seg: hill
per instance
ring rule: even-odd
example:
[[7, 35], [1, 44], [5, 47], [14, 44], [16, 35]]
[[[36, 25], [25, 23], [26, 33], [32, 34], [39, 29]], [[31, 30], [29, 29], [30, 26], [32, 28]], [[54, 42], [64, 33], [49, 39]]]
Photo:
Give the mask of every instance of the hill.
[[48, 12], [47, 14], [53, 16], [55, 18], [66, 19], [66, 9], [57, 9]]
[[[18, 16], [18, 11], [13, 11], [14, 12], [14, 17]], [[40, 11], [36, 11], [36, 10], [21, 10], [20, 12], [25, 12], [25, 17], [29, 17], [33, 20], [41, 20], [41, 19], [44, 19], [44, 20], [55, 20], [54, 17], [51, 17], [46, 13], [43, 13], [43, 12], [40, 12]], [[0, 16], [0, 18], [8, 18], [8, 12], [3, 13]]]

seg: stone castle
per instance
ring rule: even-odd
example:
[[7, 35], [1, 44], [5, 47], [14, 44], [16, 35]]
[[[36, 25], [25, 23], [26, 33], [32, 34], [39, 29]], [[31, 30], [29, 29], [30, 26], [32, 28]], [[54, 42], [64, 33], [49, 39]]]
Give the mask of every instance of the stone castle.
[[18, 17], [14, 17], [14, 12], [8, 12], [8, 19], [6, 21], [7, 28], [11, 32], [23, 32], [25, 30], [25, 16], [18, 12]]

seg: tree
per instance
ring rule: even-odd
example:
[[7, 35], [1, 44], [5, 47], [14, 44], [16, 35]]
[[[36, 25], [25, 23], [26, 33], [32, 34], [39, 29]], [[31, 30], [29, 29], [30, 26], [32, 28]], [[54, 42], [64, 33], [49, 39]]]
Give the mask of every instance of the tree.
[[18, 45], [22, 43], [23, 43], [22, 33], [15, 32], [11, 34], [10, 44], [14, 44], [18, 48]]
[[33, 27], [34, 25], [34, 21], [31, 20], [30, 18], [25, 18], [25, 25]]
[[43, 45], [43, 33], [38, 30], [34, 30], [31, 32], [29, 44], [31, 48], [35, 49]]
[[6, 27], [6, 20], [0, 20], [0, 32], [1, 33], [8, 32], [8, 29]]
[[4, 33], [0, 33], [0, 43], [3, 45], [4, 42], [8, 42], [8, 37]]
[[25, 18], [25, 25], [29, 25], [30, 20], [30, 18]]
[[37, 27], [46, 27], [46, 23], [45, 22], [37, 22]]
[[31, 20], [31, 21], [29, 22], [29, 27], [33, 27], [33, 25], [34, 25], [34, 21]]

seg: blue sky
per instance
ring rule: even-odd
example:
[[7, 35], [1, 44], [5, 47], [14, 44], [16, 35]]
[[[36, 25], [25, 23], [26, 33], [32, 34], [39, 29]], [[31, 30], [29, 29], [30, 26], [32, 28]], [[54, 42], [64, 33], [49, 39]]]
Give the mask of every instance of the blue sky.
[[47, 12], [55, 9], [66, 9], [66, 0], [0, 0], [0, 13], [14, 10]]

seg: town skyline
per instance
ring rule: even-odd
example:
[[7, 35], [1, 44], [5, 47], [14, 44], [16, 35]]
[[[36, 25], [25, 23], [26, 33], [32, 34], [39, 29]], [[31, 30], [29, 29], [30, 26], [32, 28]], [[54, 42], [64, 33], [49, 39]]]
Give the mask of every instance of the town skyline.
******
SET EXERCISE:
Convert every line of the entries above into a JSON list of strings, one string per line, omitting the blank lines.

CORRECT RESULT:
[
  "seg: hill",
  "per instance",
  "ring rule: even-odd",
  "example:",
  "[[7, 35], [1, 44], [5, 47], [14, 44], [16, 35]]",
  "[[[36, 25], [25, 23], [26, 33], [32, 34], [39, 29]], [[31, 30], [29, 29], [30, 26], [32, 28]], [[54, 42], [64, 33], [49, 39]]]",
  "Photo:",
  "Give the mask of every instance of the hill.",
  "[[48, 12], [47, 14], [53, 16], [55, 18], [66, 19], [66, 9], [57, 9]]",
  "[[[18, 16], [18, 11], [13, 11], [14, 12], [14, 17]], [[40, 11], [36, 11], [36, 10], [21, 10], [20, 12], [25, 12], [25, 17], [29, 17], [33, 20], [41, 20], [41, 19], [44, 19], [44, 20], [55, 20], [54, 17], [51, 17], [46, 13], [43, 13], [43, 12], [40, 12]], [[0, 16], [0, 18], [8, 18], [8, 12], [3, 13]]]",
  "seg: stone castle",
  "per instance",
  "ring rule: even-odd",
  "example:",
  "[[7, 35], [1, 44], [5, 47], [14, 44], [16, 35]]",
  "[[[36, 25], [25, 23], [26, 33], [32, 34], [39, 29]], [[31, 30], [29, 29], [30, 26], [32, 28]], [[54, 42], [64, 33], [49, 39]]]",
  "Give the mask of every instance of the stone castle.",
  "[[18, 17], [14, 17], [14, 12], [8, 12], [8, 19], [6, 21], [7, 28], [11, 32], [23, 32], [25, 30], [25, 16], [18, 12]]",
  "seg: tree",
  "per instance",
  "ring rule: even-odd",
  "example:",
  "[[7, 35], [1, 44], [5, 47], [14, 44], [16, 35]]",
  "[[[36, 25], [25, 23], [26, 33], [32, 34], [39, 29]], [[31, 30], [29, 29], [30, 26], [32, 28]], [[54, 42], [64, 33], [49, 39]]]",
  "Give the mask of every instance of the tree.",
  "[[18, 45], [22, 43], [23, 43], [22, 33], [15, 32], [11, 34], [10, 44], [14, 44], [18, 48]]",
  "[[33, 27], [34, 25], [34, 21], [31, 20], [30, 18], [25, 18], [25, 25]]",
  "[[43, 45], [43, 33], [38, 30], [34, 30], [31, 32], [29, 44], [31, 48], [35, 49]]",
  "[[6, 27], [6, 20], [0, 20], [0, 32], [1, 33], [8, 32], [8, 29]]",
  "[[4, 33], [0, 33], [0, 43], [3, 45], [4, 42], [8, 42], [8, 37]]",
  "[[25, 18], [25, 25], [29, 25], [30, 20], [30, 18]]",
  "[[37, 27], [46, 27], [46, 23], [45, 22], [37, 22]]",
  "[[31, 20], [31, 21], [29, 22], [29, 27], [33, 27], [33, 25], [34, 25], [34, 21]]",
  "seg: blue sky",
  "per instance",
  "ring rule: even-odd",
  "example:",
  "[[7, 35], [1, 44], [5, 47], [14, 44], [16, 35]]",
  "[[[36, 25], [25, 23], [26, 33], [32, 34], [39, 29]], [[31, 30], [29, 29], [30, 26], [32, 28]], [[54, 42], [64, 33], [49, 39]]]",
  "Give the mask of every instance of the blue sky.",
  "[[47, 12], [55, 9], [66, 9], [66, 0], [0, 0], [0, 13], [14, 10]]",
  "seg: town skyline",
  "per instance",
  "ring rule: even-odd",
  "example:",
  "[[7, 35], [1, 44], [5, 47], [14, 44], [16, 35]]",
  "[[[36, 25], [25, 23], [26, 33], [32, 34], [39, 29]], [[31, 30], [29, 29], [30, 26], [32, 28]], [[54, 42], [64, 33], [49, 39]]]",
  "Give the mask of every instance of the town skyline."
]